§ **TASKS TO PERFORM**:
1. According to the editorial on Romney's energy plan, by what year does Romney pledge to achieve U.S. energy independence?
2. Carry on the editorial on Romney's energy plan, picking up after its final sentence.

§ **PASSAGE TO READ**:
* * *
Mitt Romney pumps gas into a staff member's vehicle during a stop at Hillsborough Gas and Repair in Manchester, New Hampshire, last year. (photo: Brian Snyder/Reuters)
Mitt Romney pumps gas into a staff member's vehicle during a stop at Hillsborough Gas and Repair in Manchester, New Hampshire, last year. (photo: Brian Snyder/Reuters)



Romney's Drill Baby Drill Plan Ignores Solar and Wind

By Bloomberg | Editorial

25 August 12

 

itt Romney sets an ambitious goal with his pledge to achieve U.S. energy independence by 2020. It's just too bad his plan relies almost entirely on fossil fuels and largely ignores the solid promise of clean energy.

Romney's plan, rolled out Thursday in solar-friendly New Mexico, focuses heavily on oil, gas and, most unnecessarily, coal. The presumptive Republican presidential nominee promises to expand drilling on federal lands and to roll back environmental rules his campaign adviser Ed Gillespie says are "destroying the coal industry."

When it comes to renewable sources such as solar and wind, Romney's plan says more about what he won't do - namely, provide any more of the subsidies and loan guarantees that have allowed those technologies to gain a foothold. Instead, he offers to relax barriers he says are stymying clean energy and expand government funding of research. We also favor supporting clean-energy research, but question Romney's assertion that simply "streamlining" regulations and permitting will somehow catapult clean-energy projects.
* * *
§ **RAW DATA**:
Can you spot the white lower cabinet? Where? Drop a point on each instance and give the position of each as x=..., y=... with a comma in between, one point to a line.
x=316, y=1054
* * *
§ **TASK-BY-TASK RESULTS**:
1. 2020

2.
Romney's white paper includes a few other worthwhile ideas, such as allowing drilling off the coast of Virginia, which has bipartisan support from that state's senators.

On balance, though, his plan threatens to upend the progress that has been made toward enabling the U.S. to meet much of its energy needs with less reliance on dirtier fuels like coal.

The U.S. is now closer to energy independence than anyone who waited in 1970s gas lines could have imagined. As Bloomberg News reports, oil imports fell to about 45 percent of U.S. demand last year and are expected to fall to about 42 percent this year, down from a peak of 60 percent in 2005. More than 80 percent of the country's demand for power is now met by domestic sources, a phenomenon largely attributable to new horizontal- drilling and hydraulic-fracturing technologies that enable energy companies to tap vast but once-inaccessible underground reserves of natural gas and oil.

All that cheap natural gas has slowly been pushing coal off its perch as the dominant American power source. As of April, natural gas has been producing just as much energy as coal, for the first time since the government began collecting data in 1973. Electricity generated from natural gas - which can be 45 percent cleaner than coal, if done properly - is expected to increase 23 percent this year, as coal-fueled power falls 12 percent, according to the U.S. Energy Information Administration. By 2035, coal is projected to supply just 39 percent of electricity, down from about 45 percent today, according to EIA.

Power primarily from wind, solar, biomass and geothermal sources, meanwhile, is projected to grow 33 percent from 2010 to 2035. By 2020, 10 percent of power is expected to come from renewables, according to Bloomberg New Energy Finance.

Much of this uptick can be credited to $90 billion in government assistance that's helped the industry get off the ground: Electricity generated from renewable sources such as wind and solar has increased 73 percent since President Barack Obama took office, according to a Bloomberg Government analysis.

The very real potential of greener fuel has also spawned thousands of companies and tens of thousands of jobs, according to industry and White House estimates. It's still a nascent business, in need of support to compete with an entrenched - and heavily government-subsidized - fossil fuel industry. Given how far clean energy has come, why stop it in its tracks now?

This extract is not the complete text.